Written request ->
Return, word for word, only the lines from the one containing "the white ceiling." through the last line of the entries.

Point labeling examples

···

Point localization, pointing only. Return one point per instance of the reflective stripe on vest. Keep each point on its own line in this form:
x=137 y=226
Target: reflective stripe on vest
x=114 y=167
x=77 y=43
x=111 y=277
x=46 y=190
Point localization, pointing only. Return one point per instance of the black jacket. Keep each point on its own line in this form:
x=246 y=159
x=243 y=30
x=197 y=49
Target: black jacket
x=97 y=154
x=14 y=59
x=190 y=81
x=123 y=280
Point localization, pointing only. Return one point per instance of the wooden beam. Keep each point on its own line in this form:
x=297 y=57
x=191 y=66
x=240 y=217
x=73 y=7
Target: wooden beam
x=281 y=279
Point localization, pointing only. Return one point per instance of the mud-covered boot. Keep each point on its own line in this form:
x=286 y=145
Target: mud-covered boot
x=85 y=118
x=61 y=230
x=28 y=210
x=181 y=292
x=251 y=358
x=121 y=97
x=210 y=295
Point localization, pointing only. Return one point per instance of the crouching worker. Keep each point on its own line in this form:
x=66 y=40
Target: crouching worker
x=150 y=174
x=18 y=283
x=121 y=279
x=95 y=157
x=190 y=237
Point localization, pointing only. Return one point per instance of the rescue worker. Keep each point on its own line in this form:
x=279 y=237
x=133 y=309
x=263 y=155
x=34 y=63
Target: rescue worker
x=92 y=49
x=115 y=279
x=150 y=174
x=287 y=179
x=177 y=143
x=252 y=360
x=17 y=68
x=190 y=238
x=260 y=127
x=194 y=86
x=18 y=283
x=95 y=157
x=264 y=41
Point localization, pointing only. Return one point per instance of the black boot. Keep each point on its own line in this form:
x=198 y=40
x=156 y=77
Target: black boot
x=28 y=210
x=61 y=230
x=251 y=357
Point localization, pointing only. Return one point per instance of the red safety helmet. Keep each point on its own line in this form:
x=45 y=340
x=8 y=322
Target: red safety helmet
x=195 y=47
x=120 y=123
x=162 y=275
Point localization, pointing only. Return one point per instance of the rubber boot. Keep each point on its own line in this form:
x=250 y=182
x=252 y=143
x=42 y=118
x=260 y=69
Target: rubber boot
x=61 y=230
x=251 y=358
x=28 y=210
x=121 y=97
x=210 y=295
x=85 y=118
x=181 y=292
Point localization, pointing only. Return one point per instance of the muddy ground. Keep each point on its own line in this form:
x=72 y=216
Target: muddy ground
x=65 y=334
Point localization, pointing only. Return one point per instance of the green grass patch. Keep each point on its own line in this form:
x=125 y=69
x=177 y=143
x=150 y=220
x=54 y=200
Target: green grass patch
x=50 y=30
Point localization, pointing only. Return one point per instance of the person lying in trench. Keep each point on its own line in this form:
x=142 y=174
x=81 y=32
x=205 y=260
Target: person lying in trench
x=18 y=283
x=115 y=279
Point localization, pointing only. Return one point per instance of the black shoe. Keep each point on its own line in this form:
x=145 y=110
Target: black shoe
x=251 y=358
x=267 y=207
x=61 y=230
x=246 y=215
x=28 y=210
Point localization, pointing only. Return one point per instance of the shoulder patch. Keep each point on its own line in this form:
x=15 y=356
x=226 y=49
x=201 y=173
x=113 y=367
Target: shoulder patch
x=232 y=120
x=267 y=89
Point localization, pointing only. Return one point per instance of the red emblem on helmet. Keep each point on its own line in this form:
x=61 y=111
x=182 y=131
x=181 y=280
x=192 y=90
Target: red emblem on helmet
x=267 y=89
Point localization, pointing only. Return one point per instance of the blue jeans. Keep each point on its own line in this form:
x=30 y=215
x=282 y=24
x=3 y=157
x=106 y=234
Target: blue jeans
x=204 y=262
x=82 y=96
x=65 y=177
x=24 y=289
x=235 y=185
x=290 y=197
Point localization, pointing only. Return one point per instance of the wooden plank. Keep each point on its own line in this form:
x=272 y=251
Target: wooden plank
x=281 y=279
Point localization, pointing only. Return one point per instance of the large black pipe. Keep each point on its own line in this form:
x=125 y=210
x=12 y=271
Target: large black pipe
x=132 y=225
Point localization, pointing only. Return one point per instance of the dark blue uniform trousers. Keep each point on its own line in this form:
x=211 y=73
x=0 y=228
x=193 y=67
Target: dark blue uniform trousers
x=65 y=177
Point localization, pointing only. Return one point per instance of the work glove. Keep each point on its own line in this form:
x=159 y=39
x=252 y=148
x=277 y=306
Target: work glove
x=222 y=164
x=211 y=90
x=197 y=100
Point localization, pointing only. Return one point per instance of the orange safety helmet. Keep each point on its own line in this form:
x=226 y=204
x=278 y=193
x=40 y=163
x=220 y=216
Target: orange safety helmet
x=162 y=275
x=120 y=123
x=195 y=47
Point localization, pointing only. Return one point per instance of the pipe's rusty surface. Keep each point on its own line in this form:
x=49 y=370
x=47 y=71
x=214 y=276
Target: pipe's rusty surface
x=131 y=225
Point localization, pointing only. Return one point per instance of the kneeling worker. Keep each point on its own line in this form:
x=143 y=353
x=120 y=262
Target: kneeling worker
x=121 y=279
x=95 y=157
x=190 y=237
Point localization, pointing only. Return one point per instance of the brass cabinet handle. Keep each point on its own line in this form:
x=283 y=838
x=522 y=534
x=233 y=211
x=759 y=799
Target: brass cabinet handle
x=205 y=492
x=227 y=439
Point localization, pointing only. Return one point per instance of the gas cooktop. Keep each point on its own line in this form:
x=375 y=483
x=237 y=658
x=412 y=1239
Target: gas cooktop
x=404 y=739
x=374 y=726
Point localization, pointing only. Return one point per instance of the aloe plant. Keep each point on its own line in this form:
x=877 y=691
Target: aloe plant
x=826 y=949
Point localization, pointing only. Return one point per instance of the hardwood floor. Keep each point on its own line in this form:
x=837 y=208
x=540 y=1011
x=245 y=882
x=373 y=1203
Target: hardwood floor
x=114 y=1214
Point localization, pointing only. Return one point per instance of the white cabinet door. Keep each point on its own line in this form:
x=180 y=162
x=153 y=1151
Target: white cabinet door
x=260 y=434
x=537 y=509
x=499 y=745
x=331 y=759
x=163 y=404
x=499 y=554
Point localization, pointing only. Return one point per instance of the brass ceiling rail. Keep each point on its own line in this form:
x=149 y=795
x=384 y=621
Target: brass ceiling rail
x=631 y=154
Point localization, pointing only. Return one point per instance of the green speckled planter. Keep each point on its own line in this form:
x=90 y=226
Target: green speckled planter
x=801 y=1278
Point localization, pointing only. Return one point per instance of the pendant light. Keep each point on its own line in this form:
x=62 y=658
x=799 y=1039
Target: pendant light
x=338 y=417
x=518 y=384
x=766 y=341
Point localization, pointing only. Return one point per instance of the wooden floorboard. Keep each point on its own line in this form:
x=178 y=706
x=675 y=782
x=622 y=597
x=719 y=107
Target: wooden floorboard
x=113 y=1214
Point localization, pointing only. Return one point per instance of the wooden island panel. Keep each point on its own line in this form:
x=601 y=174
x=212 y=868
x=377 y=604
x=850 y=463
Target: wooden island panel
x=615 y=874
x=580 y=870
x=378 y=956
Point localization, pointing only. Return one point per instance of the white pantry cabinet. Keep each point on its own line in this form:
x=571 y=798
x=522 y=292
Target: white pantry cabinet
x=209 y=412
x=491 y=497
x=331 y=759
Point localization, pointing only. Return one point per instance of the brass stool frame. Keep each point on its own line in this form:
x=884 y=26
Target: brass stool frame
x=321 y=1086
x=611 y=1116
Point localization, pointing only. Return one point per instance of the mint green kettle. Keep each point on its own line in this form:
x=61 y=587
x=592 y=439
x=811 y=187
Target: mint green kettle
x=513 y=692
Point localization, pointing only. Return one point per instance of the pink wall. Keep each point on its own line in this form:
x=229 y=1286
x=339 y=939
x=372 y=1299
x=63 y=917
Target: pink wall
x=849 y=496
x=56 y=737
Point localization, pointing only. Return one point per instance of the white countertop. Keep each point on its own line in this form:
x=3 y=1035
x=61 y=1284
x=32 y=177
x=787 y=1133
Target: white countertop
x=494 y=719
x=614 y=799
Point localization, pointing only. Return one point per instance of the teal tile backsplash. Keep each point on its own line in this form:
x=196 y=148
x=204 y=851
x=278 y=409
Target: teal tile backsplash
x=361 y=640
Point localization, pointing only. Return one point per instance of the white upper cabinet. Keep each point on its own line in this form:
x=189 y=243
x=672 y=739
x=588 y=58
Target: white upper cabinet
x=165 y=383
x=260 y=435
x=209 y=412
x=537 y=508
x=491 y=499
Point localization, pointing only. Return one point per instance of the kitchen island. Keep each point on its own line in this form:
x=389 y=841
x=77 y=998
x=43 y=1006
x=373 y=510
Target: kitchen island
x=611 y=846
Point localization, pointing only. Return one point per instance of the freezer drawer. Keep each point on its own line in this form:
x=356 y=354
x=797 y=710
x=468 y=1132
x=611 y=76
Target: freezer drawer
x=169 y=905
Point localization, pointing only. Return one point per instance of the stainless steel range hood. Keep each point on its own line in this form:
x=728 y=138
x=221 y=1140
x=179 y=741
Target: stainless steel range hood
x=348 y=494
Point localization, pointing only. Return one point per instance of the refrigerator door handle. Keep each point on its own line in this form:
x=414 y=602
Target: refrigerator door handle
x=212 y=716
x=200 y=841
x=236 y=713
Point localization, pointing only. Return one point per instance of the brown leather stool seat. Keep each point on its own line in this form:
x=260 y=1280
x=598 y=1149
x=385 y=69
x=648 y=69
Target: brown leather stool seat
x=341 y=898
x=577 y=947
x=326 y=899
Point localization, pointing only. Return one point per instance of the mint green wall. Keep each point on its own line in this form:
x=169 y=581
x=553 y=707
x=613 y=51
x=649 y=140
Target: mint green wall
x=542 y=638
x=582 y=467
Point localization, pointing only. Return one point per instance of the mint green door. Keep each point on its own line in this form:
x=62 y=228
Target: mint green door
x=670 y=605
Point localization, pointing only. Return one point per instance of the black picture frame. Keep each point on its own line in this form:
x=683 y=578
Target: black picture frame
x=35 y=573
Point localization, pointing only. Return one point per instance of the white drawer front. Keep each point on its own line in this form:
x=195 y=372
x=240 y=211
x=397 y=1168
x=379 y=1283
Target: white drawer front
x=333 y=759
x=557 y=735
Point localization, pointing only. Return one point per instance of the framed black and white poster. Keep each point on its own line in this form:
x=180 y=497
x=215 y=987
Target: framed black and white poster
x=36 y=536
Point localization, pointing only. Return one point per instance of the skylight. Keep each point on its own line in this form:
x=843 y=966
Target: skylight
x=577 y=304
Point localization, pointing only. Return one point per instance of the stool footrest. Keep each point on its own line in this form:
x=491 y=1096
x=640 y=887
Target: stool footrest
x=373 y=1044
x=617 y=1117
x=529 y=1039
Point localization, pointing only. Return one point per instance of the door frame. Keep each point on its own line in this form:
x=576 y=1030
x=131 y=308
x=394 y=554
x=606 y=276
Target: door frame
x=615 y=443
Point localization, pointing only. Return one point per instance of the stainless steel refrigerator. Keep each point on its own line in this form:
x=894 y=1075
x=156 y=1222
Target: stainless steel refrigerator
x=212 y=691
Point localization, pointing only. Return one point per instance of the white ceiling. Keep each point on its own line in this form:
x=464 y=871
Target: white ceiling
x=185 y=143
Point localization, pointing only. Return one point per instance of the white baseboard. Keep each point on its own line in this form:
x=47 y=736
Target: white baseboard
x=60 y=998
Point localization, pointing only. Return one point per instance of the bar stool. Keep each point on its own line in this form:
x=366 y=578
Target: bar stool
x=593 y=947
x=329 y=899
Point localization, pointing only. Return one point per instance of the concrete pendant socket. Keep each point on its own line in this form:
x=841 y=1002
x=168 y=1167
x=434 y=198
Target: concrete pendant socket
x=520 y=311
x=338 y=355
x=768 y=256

···

Result ->
Point localization, pointing only. Return one point per instance of the white ceiling. Keep each point on its own line in this form:
x=464 y=871
Target: white ceiling
x=185 y=143
Point localization, pointing only. Return one point per instance of the white baseboard. Keep each point on its own line in this form:
x=47 y=736
Target: white baseboard
x=60 y=998
Point localization, pointing only. Return one point per instance of the bar stool. Keep each point on its own line in this form:
x=366 y=578
Target: bar stool
x=593 y=947
x=329 y=899
Point localization, pointing only. Return one point per instance of the concrete pendant socket. Keep each point on its own line in this form:
x=841 y=1002
x=168 y=1167
x=434 y=198
Target: concrete pendant socket
x=520 y=311
x=338 y=355
x=768 y=256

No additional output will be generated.